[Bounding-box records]
────

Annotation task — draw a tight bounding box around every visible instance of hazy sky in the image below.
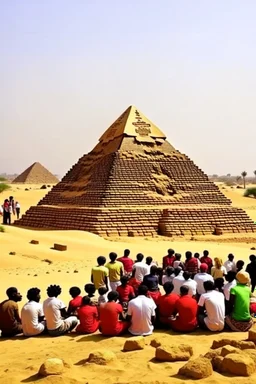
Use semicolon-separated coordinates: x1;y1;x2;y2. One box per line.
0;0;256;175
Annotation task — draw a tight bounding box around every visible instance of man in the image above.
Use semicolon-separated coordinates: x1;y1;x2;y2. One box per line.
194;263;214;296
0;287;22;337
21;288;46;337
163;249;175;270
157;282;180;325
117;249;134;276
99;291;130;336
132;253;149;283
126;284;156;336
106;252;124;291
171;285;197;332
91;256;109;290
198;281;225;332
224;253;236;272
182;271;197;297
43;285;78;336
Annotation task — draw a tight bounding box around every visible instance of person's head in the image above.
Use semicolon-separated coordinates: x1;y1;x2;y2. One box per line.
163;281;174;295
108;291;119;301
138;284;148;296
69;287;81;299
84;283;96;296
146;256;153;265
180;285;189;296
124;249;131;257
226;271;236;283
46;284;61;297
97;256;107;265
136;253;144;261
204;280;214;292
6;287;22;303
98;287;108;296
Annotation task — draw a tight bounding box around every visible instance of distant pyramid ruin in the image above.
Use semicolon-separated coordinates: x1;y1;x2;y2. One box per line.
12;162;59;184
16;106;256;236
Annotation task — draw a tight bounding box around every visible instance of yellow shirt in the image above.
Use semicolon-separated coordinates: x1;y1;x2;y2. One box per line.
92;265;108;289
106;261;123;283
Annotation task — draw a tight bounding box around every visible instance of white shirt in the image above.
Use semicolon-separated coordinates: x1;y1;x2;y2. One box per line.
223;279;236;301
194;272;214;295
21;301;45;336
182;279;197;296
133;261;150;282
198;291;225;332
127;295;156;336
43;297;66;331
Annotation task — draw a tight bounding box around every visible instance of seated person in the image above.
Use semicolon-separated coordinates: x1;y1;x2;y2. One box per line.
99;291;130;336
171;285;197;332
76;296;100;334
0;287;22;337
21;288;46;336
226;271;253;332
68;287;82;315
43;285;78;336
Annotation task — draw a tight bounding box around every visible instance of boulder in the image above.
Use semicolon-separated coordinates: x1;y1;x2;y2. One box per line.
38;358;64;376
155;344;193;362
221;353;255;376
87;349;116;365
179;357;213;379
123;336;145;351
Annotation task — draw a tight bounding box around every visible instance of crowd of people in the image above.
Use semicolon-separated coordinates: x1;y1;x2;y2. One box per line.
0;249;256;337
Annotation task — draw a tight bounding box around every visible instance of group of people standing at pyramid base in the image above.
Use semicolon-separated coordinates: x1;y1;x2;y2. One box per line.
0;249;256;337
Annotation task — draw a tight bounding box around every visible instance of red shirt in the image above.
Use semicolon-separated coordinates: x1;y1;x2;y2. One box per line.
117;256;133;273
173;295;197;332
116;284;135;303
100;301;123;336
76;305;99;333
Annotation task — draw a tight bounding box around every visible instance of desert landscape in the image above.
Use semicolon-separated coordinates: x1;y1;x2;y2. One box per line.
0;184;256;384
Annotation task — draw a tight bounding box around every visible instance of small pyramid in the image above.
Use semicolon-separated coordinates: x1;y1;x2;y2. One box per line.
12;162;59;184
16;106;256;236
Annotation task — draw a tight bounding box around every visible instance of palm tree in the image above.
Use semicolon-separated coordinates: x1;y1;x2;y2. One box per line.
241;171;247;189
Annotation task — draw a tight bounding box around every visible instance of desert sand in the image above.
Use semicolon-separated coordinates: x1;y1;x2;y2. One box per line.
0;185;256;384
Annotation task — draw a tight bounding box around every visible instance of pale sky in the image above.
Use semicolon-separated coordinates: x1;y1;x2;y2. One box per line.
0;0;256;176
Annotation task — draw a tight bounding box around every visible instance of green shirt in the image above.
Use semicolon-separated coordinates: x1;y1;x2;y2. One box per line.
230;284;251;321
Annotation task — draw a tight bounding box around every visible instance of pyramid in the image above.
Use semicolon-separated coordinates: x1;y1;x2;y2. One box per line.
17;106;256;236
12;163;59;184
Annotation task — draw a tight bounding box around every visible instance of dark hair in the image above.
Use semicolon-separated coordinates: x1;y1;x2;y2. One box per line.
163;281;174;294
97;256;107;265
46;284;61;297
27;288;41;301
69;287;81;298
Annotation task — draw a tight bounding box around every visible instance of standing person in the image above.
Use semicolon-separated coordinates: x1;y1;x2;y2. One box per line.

────

**To do**
Switch "red shirt" to "maroon shirt" in the lines running from the line with "base in the image above." up to and including the line with "0;184;256;384", then give back only those lines with nothing else changed.

**Response to this task**
Annotation task — draw a tight bounding box around every visible instance of group of people standing at pyramid base in the image above.
Use semicolon-separated coordinates: x1;y1;x2;y2. One box per line.
0;249;256;337
Annotation task — draw a tight bounding box around every visible instance of maroon shirt in the image above.
Use semicolon-separated coordinates: x1;y1;x2;y2. One box per line.
117;256;133;273
173;295;197;332
116;284;135;303
100;301;123;336
76;305;99;333
Annotation task — draw a tight bounding box around every visible instance of desert landscape in the image above.
Use semicolon-separated coordinates: x1;y1;x2;y2. One box per line.
0;184;256;384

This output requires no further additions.